Stored data entries
· · · ·

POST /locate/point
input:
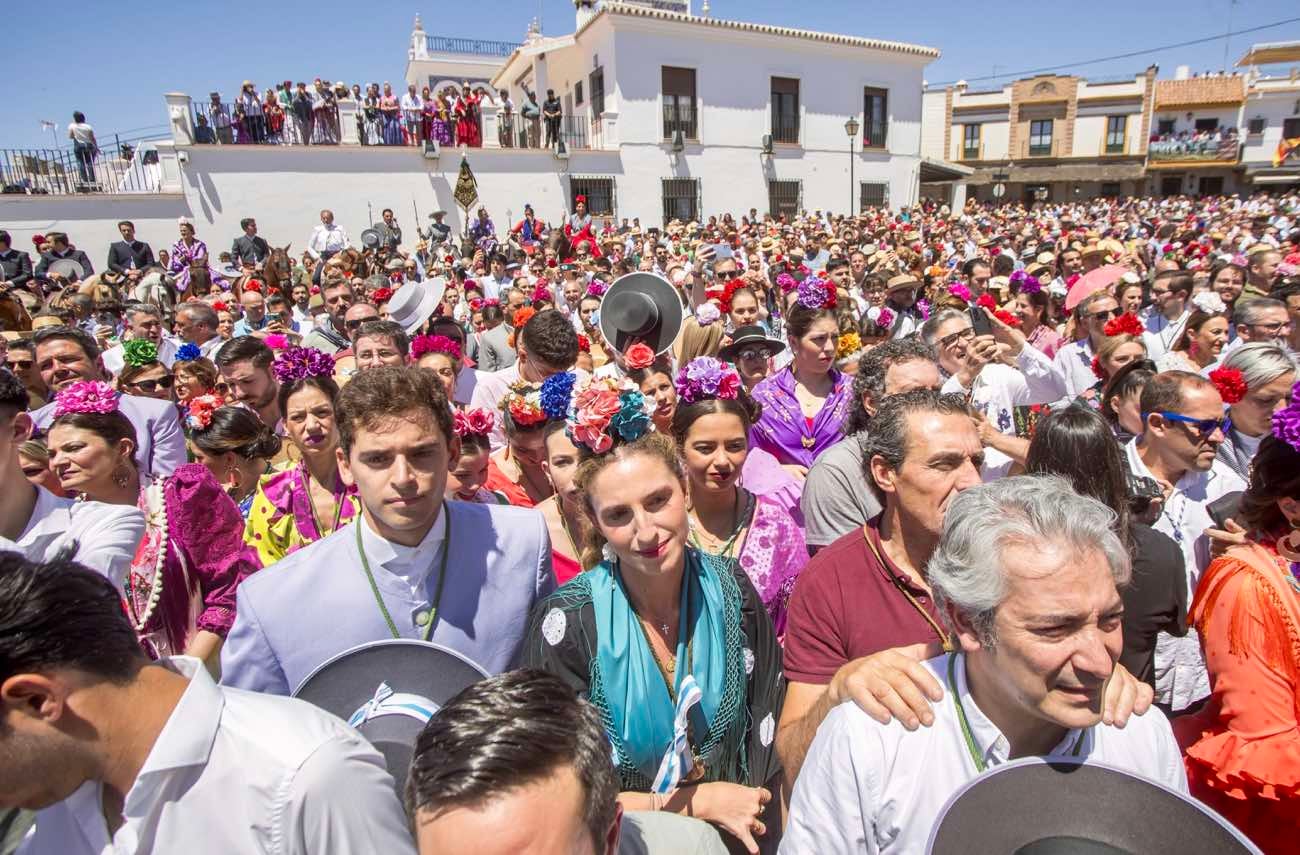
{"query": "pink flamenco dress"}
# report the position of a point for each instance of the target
(284, 520)
(1242, 749)
(189, 561)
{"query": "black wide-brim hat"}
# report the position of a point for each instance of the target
(746, 335)
(1067, 806)
(389, 690)
(641, 307)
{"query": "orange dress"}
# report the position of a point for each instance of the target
(1242, 750)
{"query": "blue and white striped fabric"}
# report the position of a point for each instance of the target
(679, 762)
(394, 703)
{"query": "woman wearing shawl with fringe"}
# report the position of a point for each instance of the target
(671, 645)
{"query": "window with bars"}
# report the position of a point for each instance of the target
(680, 199)
(598, 191)
(596, 82)
(872, 194)
(679, 103)
(783, 198)
(875, 117)
(1117, 131)
(1040, 138)
(785, 109)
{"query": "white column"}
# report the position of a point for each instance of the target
(180, 117)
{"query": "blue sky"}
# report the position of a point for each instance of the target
(120, 59)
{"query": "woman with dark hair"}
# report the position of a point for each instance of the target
(1078, 445)
(711, 429)
(671, 645)
(806, 403)
(1242, 749)
(180, 591)
(308, 502)
(233, 443)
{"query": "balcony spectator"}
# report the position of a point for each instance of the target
(412, 116)
(274, 116)
(219, 116)
(551, 113)
(85, 147)
(468, 131)
(255, 122)
(390, 112)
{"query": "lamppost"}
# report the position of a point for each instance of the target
(850, 127)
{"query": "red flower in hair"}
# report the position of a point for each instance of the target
(1230, 383)
(1125, 325)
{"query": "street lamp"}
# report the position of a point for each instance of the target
(850, 127)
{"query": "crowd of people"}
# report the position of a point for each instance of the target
(741, 534)
(308, 114)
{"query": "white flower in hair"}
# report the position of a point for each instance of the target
(1209, 303)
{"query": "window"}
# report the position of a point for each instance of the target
(1117, 131)
(1040, 138)
(872, 194)
(680, 199)
(785, 109)
(597, 85)
(598, 191)
(679, 103)
(875, 117)
(783, 198)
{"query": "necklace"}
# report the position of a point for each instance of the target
(437, 590)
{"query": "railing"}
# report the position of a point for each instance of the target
(1226, 150)
(121, 169)
(476, 47)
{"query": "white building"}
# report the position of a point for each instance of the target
(667, 114)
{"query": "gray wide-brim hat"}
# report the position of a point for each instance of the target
(389, 690)
(1074, 806)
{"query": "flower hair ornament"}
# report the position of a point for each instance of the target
(1230, 383)
(1126, 324)
(523, 403)
(187, 352)
(199, 411)
(705, 378)
(423, 344)
(86, 396)
(606, 408)
(139, 351)
(1209, 303)
(477, 422)
(299, 363)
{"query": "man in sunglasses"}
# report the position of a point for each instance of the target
(1184, 422)
(1075, 359)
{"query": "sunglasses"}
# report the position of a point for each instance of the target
(1203, 426)
(154, 385)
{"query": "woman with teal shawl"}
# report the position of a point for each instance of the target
(693, 740)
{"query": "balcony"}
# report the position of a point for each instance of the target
(1194, 150)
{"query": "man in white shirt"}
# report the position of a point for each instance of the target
(40, 525)
(120, 754)
(1027, 576)
(1184, 422)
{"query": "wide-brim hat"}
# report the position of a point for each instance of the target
(745, 337)
(1078, 807)
(415, 302)
(68, 269)
(389, 690)
(641, 307)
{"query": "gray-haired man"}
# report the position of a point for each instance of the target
(1026, 576)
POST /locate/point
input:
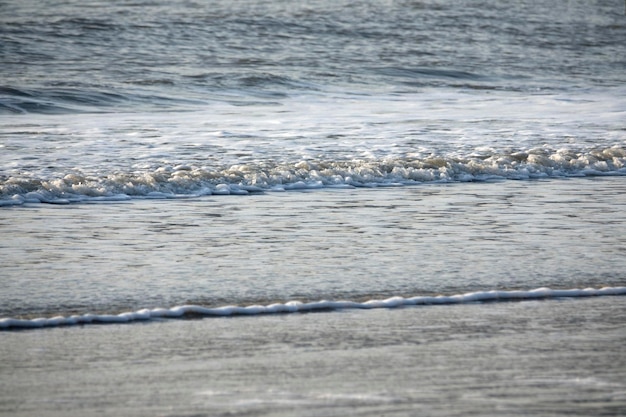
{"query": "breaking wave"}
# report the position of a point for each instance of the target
(191, 181)
(300, 307)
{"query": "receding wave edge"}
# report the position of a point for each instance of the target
(301, 307)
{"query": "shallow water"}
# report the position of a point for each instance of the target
(160, 153)
(326, 244)
(549, 358)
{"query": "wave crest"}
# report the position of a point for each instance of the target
(189, 180)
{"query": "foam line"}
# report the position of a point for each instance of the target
(297, 306)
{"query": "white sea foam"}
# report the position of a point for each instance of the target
(297, 306)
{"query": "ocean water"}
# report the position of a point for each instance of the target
(312, 208)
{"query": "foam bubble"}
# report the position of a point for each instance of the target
(297, 306)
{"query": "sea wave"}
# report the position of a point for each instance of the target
(300, 307)
(192, 181)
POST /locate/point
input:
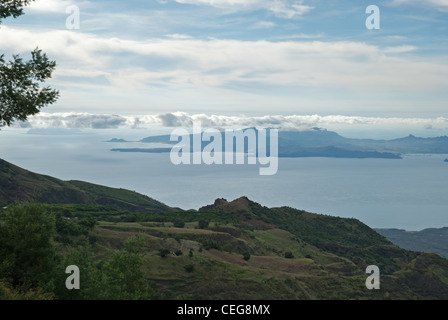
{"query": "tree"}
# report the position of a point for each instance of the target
(28, 256)
(20, 92)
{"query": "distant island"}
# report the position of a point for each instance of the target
(323, 143)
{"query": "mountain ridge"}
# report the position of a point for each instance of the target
(323, 143)
(18, 184)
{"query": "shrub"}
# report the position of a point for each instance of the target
(189, 267)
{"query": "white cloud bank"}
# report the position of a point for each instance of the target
(212, 63)
(182, 119)
(281, 8)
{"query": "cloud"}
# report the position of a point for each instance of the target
(437, 3)
(55, 6)
(182, 119)
(178, 62)
(73, 120)
(281, 8)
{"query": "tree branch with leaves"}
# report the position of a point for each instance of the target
(21, 94)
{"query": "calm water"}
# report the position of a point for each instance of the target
(410, 193)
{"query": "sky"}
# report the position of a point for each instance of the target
(141, 62)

· · · ·

• Exercise prompt:
Whenever a line in the records contains the word "with", copy that line.

• The completed task:
{"query": "woman wearing shawl with fringe"}
{"query": "window with bars"}
{"query": "woman with dark hair"}
{"query": "woman with teal shawl"}
{"query": "tree branch with leaves"}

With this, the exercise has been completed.